Exercise details: Within the records, how many lines hold the word "below"? State that number alone.

Material for the task:
════
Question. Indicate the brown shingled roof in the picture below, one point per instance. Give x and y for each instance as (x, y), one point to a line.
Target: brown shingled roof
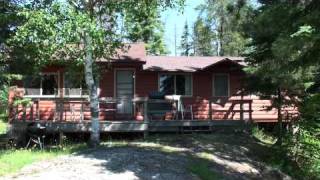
(136, 53)
(186, 63)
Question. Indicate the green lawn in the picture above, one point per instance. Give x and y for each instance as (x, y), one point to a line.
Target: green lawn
(3, 124)
(13, 160)
(3, 127)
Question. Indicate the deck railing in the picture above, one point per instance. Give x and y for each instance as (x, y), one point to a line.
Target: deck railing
(143, 109)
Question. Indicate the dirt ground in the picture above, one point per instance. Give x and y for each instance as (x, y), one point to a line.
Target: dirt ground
(229, 156)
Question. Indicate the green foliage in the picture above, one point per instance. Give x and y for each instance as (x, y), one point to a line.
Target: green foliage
(142, 23)
(306, 144)
(226, 19)
(285, 54)
(56, 33)
(24, 102)
(185, 41)
(202, 39)
(261, 135)
(3, 124)
(201, 168)
(13, 160)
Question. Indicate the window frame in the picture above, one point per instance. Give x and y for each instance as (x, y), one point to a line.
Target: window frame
(73, 96)
(115, 80)
(41, 89)
(174, 82)
(213, 87)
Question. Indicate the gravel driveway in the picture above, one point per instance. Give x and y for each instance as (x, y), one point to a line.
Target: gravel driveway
(164, 160)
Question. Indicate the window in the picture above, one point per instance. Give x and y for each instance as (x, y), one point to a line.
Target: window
(179, 84)
(221, 85)
(74, 84)
(45, 84)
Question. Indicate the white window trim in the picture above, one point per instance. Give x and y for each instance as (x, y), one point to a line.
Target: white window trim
(174, 83)
(41, 89)
(213, 88)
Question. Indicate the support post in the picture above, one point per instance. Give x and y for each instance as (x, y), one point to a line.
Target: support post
(210, 109)
(241, 106)
(61, 138)
(145, 118)
(38, 109)
(61, 109)
(250, 111)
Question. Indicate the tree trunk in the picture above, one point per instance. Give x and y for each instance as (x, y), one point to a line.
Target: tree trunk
(279, 141)
(92, 86)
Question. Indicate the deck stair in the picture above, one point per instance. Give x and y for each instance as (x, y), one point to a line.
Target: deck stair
(191, 129)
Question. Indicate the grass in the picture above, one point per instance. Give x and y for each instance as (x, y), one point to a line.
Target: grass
(13, 160)
(262, 136)
(3, 124)
(201, 168)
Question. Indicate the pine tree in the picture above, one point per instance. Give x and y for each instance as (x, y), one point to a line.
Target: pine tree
(185, 46)
(142, 23)
(202, 39)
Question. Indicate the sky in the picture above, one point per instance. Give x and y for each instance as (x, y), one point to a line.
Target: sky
(173, 18)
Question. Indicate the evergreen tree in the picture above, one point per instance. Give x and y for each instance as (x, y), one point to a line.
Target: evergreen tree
(202, 39)
(185, 46)
(226, 19)
(285, 59)
(142, 23)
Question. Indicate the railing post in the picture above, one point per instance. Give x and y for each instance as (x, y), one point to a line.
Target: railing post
(61, 109)
(241, 106)
(38, 109)
(210, 109)
(145, 118)
(250, 111)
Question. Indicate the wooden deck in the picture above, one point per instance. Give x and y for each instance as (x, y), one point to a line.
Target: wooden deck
(131, 126)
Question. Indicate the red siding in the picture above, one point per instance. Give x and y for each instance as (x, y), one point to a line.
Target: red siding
(145, 82)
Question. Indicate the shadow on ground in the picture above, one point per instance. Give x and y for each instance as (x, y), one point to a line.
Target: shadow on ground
(204, 156)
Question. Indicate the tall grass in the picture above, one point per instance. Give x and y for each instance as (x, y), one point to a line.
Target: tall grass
(13, 160)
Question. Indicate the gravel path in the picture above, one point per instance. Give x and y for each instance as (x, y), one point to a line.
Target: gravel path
(127, 163)
(232, 157)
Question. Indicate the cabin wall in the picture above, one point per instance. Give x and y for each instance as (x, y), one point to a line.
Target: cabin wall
(147, 81)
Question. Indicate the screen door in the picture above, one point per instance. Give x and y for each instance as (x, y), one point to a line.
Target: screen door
(124, 91)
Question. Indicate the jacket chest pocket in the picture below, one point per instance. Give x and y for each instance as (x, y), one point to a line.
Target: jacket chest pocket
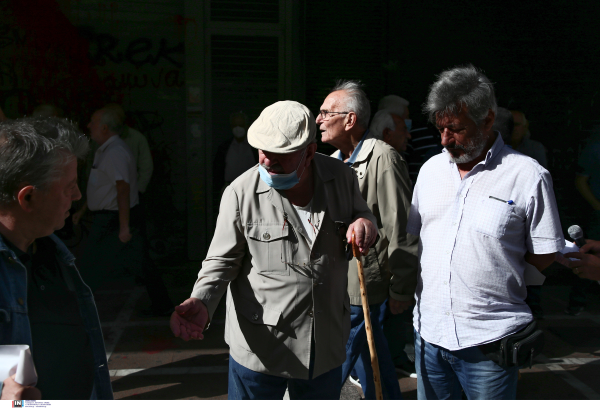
(269, 248)
(492, 217)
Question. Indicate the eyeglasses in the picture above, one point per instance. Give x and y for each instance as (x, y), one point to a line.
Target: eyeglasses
(325, 114)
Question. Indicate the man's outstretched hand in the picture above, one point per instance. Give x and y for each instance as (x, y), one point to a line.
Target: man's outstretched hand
(189, 319)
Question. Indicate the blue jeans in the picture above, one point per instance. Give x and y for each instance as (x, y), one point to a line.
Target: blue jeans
(245, 384)
(443, 374)
(359, 357)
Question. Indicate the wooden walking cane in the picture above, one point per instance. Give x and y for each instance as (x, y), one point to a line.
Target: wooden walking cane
(367, 314)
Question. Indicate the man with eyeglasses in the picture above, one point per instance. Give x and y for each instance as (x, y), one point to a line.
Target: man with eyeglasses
(391, 266)
(278, 252)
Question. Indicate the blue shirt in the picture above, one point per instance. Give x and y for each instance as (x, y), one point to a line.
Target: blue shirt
(474, 233)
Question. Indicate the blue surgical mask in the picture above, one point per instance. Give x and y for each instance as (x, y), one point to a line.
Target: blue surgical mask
(281, 181)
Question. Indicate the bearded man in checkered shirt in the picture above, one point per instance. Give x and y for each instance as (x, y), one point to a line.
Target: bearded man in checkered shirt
(481, 211)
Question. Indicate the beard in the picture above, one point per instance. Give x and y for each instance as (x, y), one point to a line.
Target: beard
(470, 151)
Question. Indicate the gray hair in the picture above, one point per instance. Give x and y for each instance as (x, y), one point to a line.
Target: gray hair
(356, 101)
(393, 103)
(382, 120)
(34, 151)
(112, 115)
(461, 86)
(504, 123)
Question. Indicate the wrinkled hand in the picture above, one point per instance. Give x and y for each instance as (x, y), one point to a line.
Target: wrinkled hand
(12, 390)
(189, 320)
(398, 306)
(365, 234)
(124, 235)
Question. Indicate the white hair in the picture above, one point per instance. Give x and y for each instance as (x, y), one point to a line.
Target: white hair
(394, 104)
(382, 120)
(356, 100)
(461, 87)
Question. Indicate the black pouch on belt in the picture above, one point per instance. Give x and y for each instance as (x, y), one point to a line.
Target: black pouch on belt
(520, 348)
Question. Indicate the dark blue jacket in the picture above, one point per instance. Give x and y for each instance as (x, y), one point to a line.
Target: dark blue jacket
(14, 321)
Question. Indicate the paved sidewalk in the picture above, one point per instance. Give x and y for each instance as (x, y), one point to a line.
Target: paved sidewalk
(147, 362)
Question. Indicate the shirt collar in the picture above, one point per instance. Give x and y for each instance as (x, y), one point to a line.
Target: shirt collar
(356, 151)
(109, 141)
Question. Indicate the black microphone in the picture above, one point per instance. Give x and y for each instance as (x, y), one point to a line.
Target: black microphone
(576, 233)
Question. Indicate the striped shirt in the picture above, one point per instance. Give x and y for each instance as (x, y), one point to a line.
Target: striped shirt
(473, 236)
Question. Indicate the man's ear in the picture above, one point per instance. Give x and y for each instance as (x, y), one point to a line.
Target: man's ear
(350, 120)
(25, 198)
(310, 153)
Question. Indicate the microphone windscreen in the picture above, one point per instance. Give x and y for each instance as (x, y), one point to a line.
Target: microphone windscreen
(575, 232)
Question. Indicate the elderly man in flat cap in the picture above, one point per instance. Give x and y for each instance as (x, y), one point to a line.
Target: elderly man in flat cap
(279, 251)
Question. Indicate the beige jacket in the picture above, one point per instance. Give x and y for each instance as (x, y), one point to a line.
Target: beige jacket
(391, 266)
(281, 291)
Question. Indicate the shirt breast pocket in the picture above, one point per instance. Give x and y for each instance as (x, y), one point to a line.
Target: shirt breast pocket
(269, 248)
(492, 217)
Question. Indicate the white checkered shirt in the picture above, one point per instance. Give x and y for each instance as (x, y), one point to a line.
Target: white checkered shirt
(471, 287)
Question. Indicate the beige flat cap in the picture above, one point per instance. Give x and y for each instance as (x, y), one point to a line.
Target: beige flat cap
(284, 127)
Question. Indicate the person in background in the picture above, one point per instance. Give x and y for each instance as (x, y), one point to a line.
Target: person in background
(44, 303)
(391, 267)
(138, 144)
(397, 328)
(391, 129)
(504, 124)
(424, 143)
(521, 140)
(587, 182)
(116, 245)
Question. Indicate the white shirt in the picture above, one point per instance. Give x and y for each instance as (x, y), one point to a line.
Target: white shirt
(113, 161)
(239, 159)
(308, 221)
(471, 287)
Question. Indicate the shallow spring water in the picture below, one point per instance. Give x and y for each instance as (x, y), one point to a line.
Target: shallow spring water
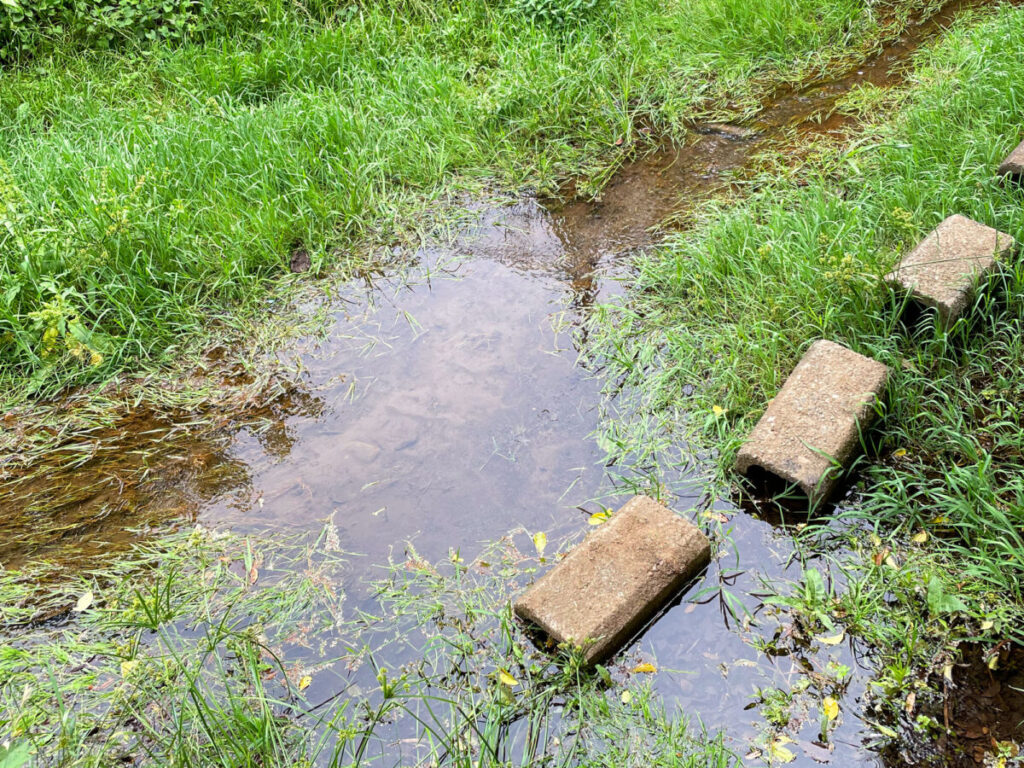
(444, 408)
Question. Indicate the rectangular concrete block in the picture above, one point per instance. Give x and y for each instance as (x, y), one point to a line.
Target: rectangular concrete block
(606, 589)
(1013, 167)
(811, 430)
(944, 269)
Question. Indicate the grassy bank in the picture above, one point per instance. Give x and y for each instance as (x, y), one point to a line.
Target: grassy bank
(155, 195)
(932, 549)
(220, 650)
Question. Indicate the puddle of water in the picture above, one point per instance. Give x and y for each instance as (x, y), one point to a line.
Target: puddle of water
(445, 408)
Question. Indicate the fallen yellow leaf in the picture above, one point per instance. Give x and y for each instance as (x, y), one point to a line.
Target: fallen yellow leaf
(830, 708)
(777, 752)
(541, 542)
(83, 602)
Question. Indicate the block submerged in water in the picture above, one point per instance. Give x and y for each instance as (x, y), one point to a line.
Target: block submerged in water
(944, 269)
(1013, 166)
(606, 589)
(811, 430)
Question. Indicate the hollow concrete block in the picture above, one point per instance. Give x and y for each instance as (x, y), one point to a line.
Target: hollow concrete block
(1013, 166)
(944, 268)
(606, 589)
(812, 428)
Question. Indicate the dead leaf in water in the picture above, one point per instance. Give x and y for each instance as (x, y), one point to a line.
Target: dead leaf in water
(84, 602)
(832, 639)
(777, 750)
(541, 542)
(830, 708)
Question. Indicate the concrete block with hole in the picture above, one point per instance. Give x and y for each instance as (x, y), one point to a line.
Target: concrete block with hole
(943, 270)
(812, 429)
(608, 587)
(1013, 167)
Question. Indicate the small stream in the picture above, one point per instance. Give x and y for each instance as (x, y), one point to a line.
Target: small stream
(444, 407)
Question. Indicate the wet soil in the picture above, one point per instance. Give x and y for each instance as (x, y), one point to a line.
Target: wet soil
(977, 712)
(443, 407)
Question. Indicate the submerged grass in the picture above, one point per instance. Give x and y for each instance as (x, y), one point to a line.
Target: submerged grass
(216, 649)
(934, 543)
(153, 196)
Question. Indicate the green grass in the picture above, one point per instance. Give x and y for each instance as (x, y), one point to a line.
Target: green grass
(154, 196)
(933, 549)
(207, 648)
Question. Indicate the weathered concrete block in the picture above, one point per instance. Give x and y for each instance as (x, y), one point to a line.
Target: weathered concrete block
(1013, 167)
(604, 591)
(812, 428)
(943, 270)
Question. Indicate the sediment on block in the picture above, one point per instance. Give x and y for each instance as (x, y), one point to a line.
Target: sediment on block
(608, 588)
(812, 429)
(943, 271)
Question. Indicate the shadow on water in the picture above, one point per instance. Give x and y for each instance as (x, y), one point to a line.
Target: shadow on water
(444, 407)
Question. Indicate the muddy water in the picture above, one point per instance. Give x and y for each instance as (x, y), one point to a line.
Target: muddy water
(444, 408)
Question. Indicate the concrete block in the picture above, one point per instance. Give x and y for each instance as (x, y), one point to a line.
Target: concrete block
(606, 589)
(943, 270)
(1013, 167)
(812, 429)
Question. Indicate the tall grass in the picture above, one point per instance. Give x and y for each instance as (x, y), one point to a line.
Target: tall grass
(721, 313)
(148, 195)
(222, 650)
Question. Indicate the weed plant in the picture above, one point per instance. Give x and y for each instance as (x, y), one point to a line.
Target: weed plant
(719, 315)
(154, 195)
(223, 650)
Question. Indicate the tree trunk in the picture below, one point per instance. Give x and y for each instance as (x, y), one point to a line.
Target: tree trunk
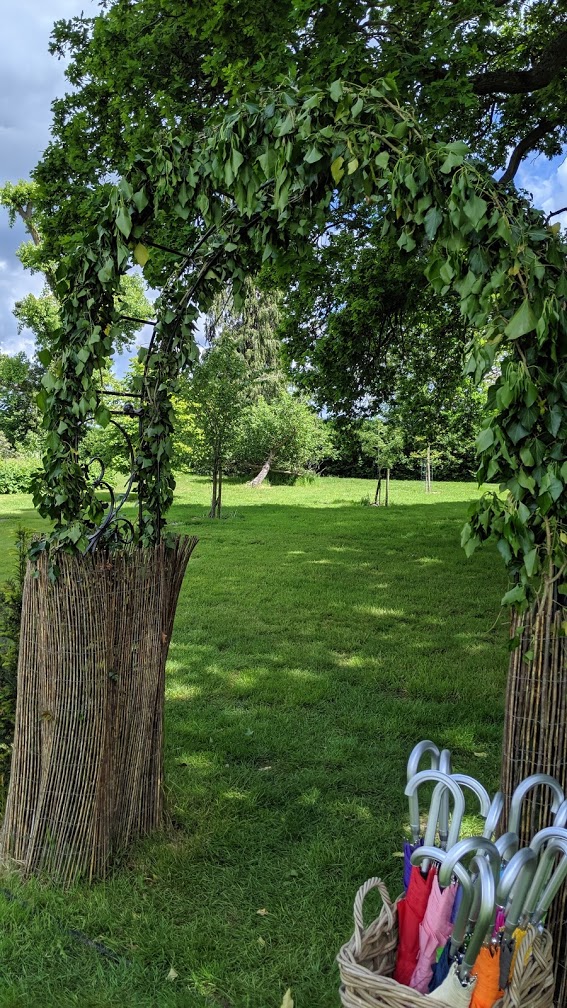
(214, 498)
(378, 491)
(535, 738)
(87, 766)
(258, 480)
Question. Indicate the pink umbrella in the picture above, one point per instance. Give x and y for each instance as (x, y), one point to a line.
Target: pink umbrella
(435, 928)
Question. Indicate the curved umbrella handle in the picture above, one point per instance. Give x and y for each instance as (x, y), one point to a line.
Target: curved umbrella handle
(461, 919)
(542, 891)
(516, 882)
(545, 835)
(522, 790)
(464, 780)
(561, 815)
(556, 881)
(418, 753)
(493, 816)
(373, 883)
(412, 793)
(505, 845)
(485, 915)
(445, 766)
(478, 846)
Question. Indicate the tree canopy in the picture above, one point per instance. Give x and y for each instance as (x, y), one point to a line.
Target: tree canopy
(489, 73)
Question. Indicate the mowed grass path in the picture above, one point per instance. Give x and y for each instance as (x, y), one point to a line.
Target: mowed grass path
════
Answer to the exercise: 4